=== Section Start ===
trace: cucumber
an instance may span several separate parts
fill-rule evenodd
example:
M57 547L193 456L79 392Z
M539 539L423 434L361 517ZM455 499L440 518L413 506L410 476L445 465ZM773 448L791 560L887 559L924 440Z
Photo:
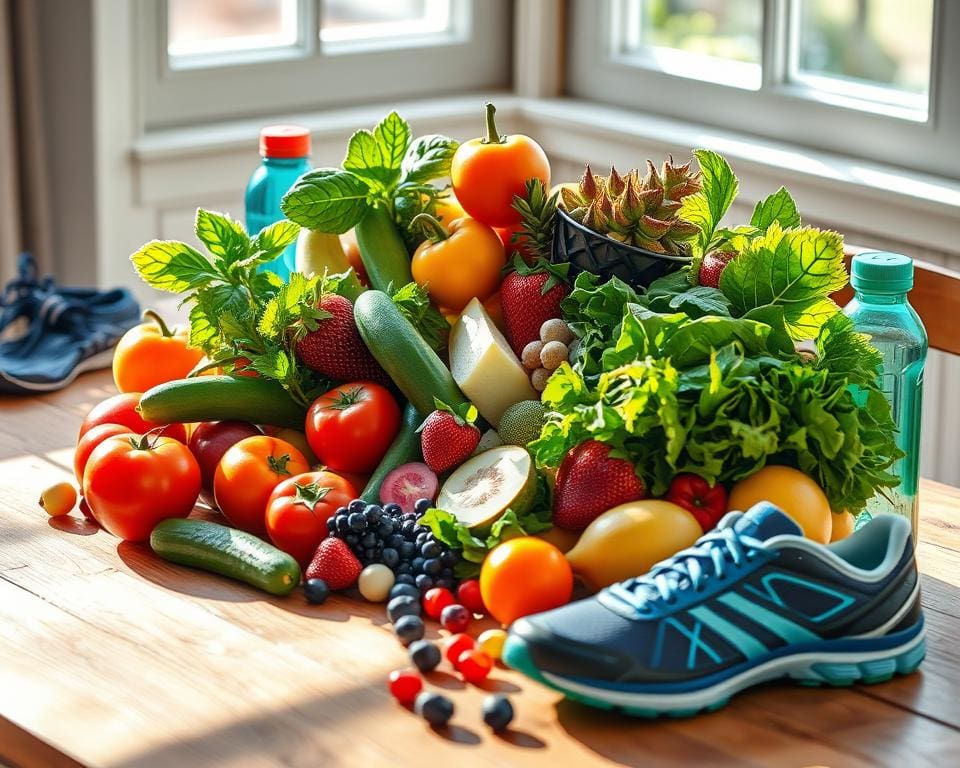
=== Section End ===
- **Problem to work on**
With pictures omitted, copy exactly the lines from the one containing "fill-rule evenodd" through the final line of the listing, both included.

- **Answer section**
fill-rule evenodd
example:
M57 547L193 456L79 392Z
M539 539L423 434L361 517ZM455 499L440 518L413 506L410 476L445 465ZM773 448L791 560L887 559L924 440Z
Photo:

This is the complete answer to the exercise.